▶ _WORK INSTRUCTION_:
What lines below include the word "white"? Copy each one.

== PROVIDED ENTRIES

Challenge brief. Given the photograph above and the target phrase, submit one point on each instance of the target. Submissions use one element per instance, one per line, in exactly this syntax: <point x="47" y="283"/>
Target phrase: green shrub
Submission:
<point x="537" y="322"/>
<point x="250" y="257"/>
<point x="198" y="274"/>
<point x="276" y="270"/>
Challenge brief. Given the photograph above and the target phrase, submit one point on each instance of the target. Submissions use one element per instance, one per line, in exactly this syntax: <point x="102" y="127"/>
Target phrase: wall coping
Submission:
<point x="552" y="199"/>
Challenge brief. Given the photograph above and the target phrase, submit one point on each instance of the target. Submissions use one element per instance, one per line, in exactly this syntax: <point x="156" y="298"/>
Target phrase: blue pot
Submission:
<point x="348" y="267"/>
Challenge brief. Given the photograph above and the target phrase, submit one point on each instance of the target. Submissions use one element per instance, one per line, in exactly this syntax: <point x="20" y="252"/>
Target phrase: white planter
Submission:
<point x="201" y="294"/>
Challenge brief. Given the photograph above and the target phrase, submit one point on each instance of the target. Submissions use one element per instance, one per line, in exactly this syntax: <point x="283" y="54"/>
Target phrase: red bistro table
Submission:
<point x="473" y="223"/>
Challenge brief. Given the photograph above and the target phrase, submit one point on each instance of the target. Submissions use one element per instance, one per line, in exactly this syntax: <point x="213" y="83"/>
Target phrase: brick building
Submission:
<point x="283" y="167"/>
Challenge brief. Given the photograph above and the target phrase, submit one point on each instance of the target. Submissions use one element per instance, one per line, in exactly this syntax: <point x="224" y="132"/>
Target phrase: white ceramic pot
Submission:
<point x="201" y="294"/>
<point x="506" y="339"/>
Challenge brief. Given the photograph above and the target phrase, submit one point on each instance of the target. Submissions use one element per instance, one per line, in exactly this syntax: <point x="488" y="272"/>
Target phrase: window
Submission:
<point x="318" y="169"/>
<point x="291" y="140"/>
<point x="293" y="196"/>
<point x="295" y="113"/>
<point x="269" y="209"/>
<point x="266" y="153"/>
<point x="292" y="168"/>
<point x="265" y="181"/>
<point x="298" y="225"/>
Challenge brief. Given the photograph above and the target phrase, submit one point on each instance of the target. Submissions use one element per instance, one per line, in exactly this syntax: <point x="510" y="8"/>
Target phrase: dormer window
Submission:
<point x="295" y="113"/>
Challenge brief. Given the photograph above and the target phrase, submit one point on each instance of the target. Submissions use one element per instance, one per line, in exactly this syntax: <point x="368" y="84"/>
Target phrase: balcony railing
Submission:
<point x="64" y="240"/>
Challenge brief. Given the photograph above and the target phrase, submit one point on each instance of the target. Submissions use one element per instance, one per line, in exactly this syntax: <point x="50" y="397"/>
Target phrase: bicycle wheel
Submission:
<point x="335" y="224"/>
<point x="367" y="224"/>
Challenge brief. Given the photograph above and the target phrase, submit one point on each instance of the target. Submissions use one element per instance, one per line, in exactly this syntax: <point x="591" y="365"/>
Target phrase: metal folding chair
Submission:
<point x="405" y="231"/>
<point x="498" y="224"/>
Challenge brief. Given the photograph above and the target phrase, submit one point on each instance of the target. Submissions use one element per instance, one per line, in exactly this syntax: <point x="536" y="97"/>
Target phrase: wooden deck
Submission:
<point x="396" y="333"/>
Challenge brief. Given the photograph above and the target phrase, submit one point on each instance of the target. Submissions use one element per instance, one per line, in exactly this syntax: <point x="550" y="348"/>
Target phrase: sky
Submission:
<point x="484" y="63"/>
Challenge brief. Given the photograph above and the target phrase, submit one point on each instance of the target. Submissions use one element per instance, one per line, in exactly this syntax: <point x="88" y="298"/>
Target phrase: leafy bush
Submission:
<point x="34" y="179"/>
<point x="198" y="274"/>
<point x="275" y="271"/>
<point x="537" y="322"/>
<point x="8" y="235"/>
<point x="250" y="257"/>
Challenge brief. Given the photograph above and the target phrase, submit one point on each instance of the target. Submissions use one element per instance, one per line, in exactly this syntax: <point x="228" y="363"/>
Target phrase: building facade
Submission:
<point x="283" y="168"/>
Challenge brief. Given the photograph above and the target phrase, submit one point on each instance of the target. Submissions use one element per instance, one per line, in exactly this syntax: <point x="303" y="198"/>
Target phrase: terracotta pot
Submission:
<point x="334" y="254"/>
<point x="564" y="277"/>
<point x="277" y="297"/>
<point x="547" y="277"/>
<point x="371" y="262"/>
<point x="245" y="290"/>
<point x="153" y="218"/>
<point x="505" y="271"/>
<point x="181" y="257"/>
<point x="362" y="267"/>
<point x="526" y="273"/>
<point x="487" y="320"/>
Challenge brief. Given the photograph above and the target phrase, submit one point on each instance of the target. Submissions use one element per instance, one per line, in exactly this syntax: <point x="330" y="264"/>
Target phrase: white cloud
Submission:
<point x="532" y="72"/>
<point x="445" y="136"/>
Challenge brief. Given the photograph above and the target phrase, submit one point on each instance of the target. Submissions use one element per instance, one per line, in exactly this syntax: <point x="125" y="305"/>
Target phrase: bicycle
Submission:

====

▶ _EXERCISE OUTPUT_:
Target phrase: white planter
Target phrase: white ceramic pot
Target phrase: white cloud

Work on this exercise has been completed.